►

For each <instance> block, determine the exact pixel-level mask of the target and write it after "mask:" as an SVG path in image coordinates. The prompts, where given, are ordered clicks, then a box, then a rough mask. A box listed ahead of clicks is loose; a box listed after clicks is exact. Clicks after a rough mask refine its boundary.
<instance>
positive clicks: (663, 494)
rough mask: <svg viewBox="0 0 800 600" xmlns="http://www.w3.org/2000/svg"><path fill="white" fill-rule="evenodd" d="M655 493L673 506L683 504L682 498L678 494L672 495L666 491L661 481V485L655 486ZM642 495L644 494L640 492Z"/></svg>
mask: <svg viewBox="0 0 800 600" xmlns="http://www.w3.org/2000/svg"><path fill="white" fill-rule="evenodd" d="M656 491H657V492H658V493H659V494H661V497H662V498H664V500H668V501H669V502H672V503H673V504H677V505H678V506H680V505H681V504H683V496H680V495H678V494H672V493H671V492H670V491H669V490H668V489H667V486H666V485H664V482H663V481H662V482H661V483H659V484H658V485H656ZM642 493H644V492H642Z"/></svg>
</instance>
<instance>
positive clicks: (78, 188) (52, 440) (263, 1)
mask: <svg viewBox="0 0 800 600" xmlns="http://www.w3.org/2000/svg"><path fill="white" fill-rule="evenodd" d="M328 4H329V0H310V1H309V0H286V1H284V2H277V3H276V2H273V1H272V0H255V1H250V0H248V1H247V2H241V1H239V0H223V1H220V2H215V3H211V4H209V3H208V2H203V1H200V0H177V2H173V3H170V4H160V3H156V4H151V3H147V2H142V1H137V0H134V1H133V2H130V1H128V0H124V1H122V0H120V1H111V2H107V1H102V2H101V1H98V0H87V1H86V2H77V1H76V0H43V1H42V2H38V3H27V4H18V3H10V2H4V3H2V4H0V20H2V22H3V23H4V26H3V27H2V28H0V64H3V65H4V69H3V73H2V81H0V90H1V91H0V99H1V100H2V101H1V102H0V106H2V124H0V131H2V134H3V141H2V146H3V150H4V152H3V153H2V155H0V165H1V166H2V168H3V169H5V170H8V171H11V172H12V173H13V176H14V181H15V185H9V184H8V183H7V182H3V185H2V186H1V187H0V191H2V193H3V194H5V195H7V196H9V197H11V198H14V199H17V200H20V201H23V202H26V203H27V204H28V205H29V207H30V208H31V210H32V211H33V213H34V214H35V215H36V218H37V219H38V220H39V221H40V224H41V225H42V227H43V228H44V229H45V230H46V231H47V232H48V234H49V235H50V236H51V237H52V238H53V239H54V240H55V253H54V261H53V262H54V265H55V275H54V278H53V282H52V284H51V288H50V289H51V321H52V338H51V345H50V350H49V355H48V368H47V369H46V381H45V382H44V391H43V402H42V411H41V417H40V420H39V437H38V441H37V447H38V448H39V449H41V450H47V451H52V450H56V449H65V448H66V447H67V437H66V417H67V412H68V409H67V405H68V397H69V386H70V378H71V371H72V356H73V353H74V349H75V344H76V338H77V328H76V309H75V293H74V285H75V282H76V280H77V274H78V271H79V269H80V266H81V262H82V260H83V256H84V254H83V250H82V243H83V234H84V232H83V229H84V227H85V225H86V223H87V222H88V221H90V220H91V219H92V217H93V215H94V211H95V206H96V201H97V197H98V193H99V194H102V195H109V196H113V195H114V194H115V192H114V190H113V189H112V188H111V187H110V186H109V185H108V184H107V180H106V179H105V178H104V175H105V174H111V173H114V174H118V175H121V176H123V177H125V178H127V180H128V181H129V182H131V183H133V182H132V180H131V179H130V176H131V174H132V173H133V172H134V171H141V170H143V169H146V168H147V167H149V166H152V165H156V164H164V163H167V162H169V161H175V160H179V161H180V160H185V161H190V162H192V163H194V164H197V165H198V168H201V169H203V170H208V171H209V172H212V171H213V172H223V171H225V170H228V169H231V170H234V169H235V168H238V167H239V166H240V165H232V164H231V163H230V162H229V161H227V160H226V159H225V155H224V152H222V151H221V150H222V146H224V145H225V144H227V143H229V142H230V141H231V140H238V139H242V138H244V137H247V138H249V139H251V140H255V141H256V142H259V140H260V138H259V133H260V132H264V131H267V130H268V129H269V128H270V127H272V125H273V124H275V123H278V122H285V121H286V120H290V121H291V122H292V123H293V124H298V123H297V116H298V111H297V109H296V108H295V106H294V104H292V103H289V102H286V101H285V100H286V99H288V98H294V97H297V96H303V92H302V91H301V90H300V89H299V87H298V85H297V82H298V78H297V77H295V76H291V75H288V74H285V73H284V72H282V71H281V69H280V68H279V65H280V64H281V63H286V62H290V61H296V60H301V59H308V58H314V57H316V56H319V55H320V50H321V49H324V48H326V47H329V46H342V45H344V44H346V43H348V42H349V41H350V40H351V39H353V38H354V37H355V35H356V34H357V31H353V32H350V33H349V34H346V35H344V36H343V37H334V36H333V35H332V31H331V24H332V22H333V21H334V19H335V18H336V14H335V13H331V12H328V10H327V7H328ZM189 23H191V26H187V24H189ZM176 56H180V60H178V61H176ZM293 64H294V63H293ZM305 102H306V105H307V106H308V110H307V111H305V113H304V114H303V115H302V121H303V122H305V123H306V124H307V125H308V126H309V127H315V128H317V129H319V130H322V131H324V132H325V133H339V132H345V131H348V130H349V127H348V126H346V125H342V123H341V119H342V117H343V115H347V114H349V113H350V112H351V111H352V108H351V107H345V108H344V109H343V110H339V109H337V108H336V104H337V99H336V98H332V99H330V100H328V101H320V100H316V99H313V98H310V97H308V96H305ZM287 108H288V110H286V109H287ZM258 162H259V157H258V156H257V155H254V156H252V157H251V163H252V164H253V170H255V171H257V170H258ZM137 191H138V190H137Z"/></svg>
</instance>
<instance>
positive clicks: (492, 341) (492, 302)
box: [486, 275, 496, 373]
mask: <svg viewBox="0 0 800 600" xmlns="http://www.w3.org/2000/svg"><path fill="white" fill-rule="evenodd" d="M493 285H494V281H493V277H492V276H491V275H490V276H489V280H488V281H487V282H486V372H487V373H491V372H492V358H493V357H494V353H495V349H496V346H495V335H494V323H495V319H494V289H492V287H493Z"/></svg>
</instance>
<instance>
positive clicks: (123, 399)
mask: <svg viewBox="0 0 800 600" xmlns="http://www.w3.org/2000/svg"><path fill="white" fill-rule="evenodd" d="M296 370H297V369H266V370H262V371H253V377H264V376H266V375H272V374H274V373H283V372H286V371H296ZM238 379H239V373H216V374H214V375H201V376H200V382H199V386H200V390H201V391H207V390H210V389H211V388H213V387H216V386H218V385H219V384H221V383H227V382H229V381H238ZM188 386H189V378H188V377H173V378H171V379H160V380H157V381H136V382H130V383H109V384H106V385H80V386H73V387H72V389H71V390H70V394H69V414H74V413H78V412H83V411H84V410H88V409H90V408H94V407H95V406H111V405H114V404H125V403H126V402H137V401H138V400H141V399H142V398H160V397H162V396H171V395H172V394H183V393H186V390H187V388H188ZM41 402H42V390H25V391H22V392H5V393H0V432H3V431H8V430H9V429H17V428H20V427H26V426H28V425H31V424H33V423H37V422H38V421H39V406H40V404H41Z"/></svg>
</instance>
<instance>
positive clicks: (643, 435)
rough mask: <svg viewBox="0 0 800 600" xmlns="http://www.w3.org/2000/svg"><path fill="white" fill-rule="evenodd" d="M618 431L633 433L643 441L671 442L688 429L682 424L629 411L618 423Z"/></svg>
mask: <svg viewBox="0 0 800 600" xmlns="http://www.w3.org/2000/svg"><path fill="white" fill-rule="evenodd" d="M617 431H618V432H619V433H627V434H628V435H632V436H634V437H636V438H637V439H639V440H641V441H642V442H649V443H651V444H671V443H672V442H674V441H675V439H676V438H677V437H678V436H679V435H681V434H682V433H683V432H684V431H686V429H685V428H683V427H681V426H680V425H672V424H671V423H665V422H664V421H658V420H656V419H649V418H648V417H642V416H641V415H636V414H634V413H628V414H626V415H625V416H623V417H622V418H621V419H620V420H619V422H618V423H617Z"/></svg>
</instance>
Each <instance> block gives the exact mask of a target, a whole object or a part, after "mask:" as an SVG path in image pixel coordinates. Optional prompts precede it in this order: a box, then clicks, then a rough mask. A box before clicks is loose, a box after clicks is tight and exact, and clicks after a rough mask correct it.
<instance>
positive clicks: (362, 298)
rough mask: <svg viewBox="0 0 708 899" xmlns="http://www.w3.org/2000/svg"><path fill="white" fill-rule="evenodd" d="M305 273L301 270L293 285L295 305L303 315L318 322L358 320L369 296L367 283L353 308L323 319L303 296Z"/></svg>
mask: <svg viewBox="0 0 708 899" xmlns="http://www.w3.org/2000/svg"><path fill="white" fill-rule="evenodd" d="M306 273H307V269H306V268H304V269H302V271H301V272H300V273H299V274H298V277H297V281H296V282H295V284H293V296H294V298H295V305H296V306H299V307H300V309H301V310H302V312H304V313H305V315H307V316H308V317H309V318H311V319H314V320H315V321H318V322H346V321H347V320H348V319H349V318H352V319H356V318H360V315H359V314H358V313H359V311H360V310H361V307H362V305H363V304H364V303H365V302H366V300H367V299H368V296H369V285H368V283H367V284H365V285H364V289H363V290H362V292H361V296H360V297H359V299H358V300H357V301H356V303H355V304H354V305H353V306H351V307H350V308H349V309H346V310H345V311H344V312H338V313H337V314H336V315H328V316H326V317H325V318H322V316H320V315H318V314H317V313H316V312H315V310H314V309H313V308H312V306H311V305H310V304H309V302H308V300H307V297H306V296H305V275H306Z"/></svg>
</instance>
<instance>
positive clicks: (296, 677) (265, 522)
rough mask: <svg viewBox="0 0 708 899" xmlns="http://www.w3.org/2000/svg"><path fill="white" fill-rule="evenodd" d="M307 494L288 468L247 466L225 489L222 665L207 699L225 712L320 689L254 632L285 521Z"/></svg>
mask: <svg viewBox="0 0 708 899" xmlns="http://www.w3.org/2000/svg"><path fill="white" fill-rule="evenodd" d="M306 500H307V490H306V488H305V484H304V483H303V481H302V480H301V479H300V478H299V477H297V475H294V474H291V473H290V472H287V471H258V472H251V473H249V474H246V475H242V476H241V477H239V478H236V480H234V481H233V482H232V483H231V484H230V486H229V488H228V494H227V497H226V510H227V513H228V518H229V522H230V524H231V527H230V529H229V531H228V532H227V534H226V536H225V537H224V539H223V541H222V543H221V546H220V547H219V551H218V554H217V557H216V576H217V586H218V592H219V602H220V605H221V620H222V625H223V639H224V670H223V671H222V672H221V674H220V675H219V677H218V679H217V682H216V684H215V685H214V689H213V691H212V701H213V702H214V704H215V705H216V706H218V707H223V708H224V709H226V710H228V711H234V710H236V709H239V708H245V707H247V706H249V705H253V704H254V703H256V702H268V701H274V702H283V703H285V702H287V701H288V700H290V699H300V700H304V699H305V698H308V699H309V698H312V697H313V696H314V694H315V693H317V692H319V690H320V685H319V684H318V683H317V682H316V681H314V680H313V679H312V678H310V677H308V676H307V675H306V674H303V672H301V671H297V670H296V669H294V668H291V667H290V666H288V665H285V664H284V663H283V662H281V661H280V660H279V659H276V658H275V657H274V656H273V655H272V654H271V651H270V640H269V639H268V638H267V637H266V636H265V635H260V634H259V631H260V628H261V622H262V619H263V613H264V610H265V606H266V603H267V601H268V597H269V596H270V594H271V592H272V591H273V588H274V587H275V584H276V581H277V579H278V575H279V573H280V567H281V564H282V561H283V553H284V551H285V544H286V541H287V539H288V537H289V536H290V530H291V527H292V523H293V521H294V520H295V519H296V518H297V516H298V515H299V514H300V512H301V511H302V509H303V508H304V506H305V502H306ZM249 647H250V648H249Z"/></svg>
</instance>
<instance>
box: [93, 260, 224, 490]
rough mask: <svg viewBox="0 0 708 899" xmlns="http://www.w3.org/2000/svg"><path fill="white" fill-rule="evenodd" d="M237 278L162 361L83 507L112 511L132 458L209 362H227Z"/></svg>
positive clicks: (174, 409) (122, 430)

◄

Exercise
The lines from the top of the data above down to the line containing "positive clicks: (663, 494)" are to be copied exactly; no other line should appear.

Written reply
For each <instance> block, determine the exact pixel-level mask of the target and write it after "mask:" as an SVG path in image coordinates. The prompts, where given, are ordered clicks, then a box, then a rough mask. A box listed ahead of clicks is loose; a box listed after clicks is exact. Clicks after a rough mask refine its boundary.
<instance>
positive clicks: (663, 494)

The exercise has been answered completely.